(Collected data)
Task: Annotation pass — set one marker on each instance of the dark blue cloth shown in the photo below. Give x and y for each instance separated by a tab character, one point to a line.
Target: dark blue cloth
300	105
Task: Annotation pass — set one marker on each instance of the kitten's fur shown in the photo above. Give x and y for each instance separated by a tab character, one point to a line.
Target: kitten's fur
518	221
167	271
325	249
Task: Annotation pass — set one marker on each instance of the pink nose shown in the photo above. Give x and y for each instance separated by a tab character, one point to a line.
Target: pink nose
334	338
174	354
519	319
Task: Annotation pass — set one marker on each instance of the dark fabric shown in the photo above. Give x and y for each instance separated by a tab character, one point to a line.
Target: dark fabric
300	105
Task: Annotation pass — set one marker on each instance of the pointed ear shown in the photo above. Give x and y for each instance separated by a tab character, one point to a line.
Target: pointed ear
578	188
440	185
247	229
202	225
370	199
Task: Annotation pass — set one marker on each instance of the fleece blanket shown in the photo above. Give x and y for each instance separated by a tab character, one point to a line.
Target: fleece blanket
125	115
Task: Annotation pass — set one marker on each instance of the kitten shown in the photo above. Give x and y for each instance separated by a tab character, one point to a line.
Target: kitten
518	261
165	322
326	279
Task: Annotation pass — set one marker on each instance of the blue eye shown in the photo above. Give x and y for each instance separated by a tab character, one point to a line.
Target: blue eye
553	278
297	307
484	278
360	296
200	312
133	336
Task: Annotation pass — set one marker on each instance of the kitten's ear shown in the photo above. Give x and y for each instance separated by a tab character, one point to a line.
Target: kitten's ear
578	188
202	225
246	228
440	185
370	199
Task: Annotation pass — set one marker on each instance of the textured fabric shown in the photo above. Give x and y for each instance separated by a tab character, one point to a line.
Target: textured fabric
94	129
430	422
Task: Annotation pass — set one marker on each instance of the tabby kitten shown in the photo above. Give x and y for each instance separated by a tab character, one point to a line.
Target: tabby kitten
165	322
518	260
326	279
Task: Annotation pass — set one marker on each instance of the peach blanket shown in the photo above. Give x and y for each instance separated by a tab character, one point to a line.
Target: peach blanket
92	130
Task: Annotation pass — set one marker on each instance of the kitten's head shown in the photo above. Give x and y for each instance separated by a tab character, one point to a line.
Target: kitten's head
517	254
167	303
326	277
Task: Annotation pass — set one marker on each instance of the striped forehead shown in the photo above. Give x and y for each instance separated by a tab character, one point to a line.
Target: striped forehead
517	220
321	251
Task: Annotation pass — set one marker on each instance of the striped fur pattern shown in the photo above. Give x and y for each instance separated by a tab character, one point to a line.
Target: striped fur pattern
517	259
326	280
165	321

Exercise requirements
Each line from the one containing "Target: striped forehead" to the end of the entries above should be copied exactly, and no other line.

Output for this task
Target: striped forehead
517	220
321	251
Task: Annotation pass — set one marker on each instance of the striped fur pattern shown in the photo above. Give x and y for each instance separated by a tab character, one point to a line.
Target: striped fur pattern
517	259
326	280
165	321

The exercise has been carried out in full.